----- DATA LISTING

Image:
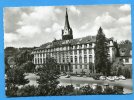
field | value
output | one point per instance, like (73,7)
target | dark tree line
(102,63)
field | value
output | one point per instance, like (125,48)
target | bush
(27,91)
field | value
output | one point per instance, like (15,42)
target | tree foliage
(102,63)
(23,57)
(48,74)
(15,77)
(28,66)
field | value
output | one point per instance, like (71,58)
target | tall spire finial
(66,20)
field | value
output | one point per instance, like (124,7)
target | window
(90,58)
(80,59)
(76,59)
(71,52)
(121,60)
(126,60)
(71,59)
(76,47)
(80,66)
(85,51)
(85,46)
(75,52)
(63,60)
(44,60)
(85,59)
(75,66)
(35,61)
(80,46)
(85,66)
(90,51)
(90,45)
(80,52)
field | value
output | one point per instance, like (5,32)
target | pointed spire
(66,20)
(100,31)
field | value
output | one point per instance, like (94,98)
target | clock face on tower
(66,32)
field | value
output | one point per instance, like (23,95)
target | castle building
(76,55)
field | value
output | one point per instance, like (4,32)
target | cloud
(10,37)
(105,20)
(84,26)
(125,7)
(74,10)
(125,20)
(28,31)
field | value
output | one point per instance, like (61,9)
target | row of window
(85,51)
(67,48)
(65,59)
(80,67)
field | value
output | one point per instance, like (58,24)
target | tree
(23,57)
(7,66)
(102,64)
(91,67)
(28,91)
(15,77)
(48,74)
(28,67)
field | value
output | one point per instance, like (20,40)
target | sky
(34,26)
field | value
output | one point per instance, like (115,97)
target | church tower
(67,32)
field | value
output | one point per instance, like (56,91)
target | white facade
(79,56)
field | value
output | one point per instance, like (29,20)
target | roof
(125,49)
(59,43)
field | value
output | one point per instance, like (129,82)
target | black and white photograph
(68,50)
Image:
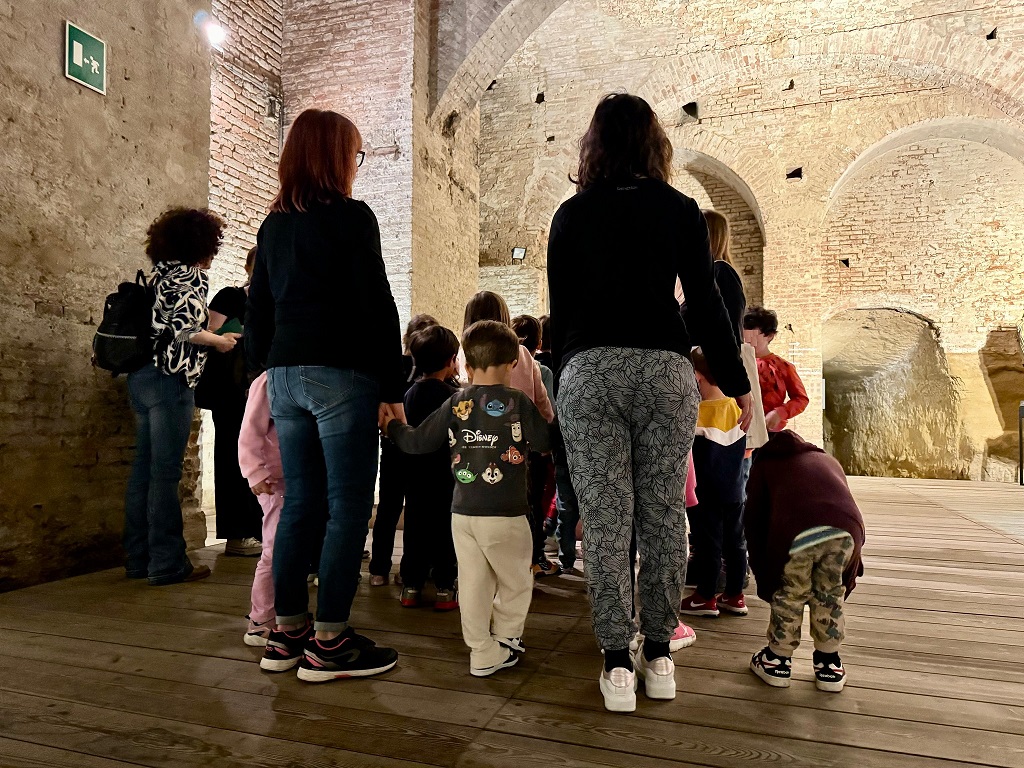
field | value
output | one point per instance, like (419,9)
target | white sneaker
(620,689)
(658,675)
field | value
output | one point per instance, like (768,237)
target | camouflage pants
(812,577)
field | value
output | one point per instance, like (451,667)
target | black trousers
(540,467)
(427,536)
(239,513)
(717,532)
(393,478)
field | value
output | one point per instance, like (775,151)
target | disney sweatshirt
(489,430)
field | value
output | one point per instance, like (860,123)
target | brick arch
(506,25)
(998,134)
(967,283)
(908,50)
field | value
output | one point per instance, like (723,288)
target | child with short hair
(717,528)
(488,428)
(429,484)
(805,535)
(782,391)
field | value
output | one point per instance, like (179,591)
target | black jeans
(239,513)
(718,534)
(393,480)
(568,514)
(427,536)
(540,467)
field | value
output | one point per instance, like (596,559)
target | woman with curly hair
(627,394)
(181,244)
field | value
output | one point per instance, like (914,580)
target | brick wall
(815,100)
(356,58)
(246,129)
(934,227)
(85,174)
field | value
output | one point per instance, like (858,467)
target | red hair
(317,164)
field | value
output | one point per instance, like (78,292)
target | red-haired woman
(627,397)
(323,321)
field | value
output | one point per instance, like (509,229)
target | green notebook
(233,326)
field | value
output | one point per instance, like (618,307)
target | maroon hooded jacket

----------

## EXERCISE
Report how many lines of the entries contain the word "spire".

## ANSWER BELOW
2